→ INFORMATION SHOWN
--------------------------------------------------
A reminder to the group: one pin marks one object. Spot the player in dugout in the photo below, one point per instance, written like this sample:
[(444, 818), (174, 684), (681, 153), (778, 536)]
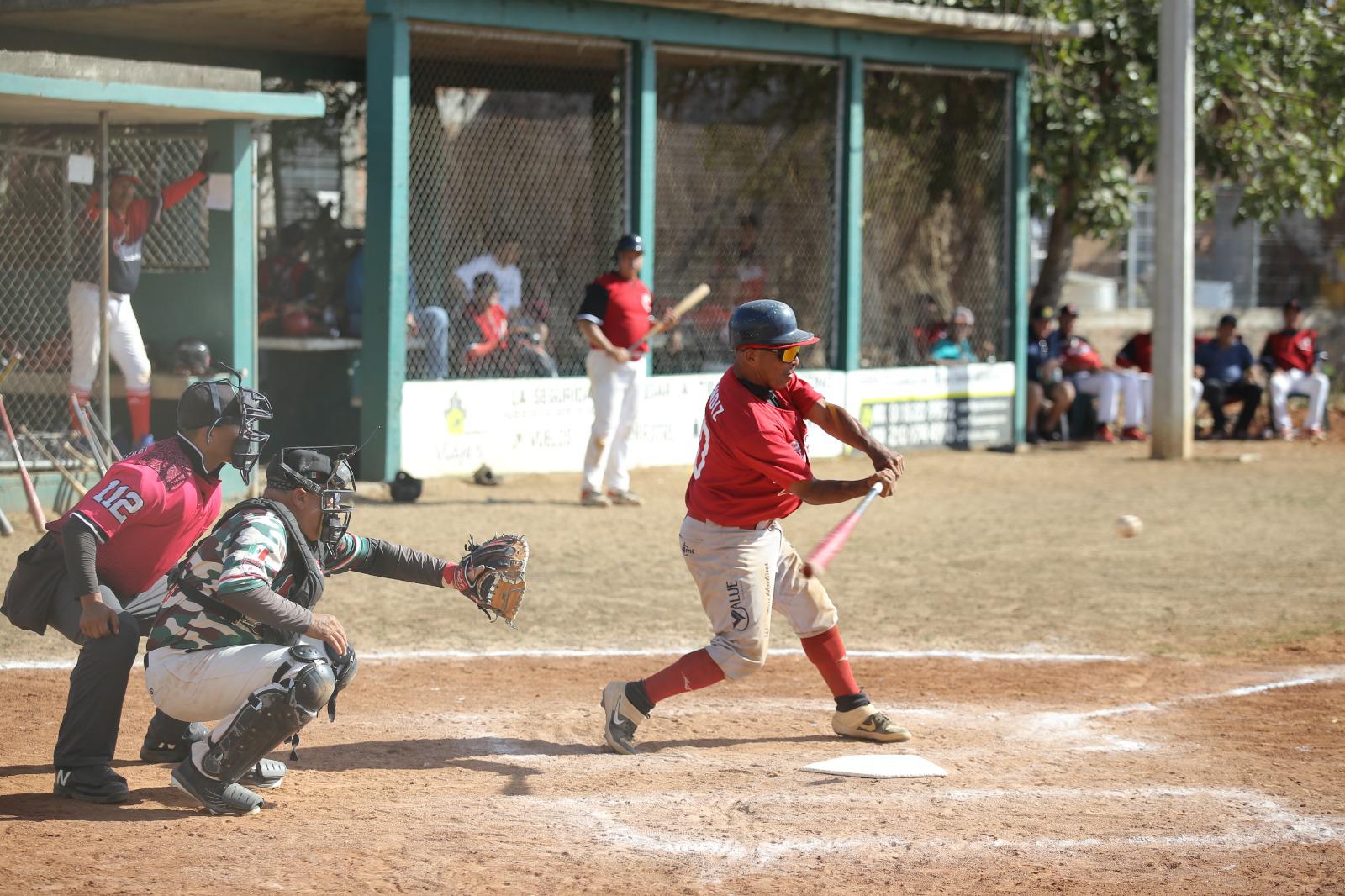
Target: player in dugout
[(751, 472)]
--------------------------------------------------
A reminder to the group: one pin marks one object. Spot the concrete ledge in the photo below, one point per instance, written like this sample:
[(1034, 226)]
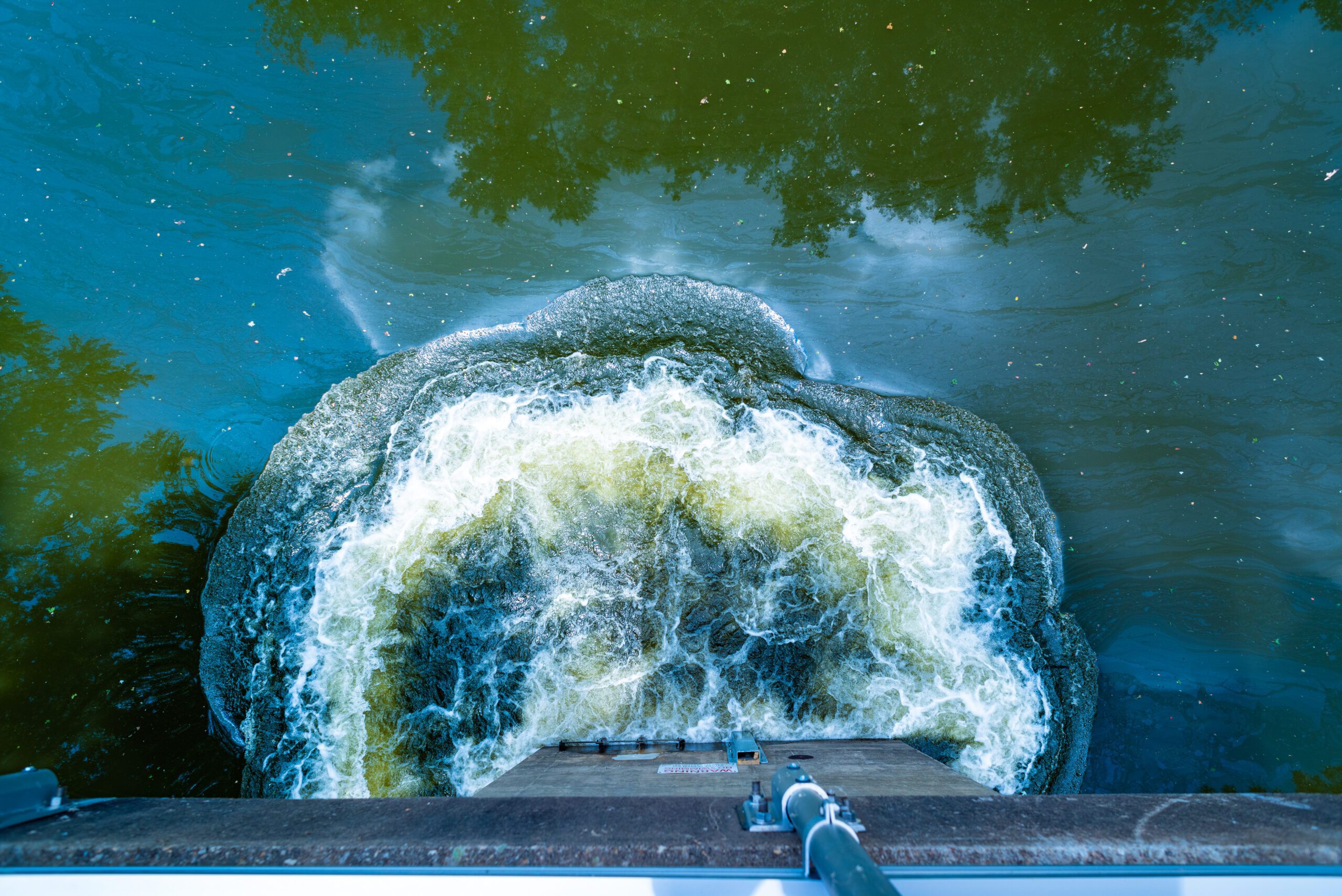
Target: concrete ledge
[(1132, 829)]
--------------------------------------------------
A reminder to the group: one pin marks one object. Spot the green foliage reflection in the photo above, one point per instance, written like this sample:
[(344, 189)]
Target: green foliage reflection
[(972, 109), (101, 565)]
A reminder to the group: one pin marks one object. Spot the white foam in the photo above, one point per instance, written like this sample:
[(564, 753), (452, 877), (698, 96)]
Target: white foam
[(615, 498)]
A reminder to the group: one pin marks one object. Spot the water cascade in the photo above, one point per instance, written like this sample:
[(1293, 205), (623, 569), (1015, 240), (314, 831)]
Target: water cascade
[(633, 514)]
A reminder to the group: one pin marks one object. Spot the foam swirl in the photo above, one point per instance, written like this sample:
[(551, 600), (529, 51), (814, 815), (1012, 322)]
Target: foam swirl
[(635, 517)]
--------------------------------------------------
→ WHAT THE TASK ASKS
Go through the material above and return each line that holds the word "like".

→ FINAL ANSWER
A reminder to the group: one pin marks one object. Spot the player in dugout in the photo below, one point per instance, written like this sample:
A reminder to the group: one pin marks one object. Spot the concrete ledge in the photo below, one point per instance, written like this sample:
A reminder to the group: one pin marks one object. Spot the green foliage reflection in the photo above, one point per instance, written like this sample:
A reminder to the group: one pin marks one object. Spot the white foam in the photo above, one point per instance, written like this sample:
A reminder to the group: one pin marks one object. Spot the water cascade in the photo above, one point per instance, written like this sample:
A reminder to the group: one pin marks one object. Spot the foam swirl in the photo above, one point per instance, written like this sample:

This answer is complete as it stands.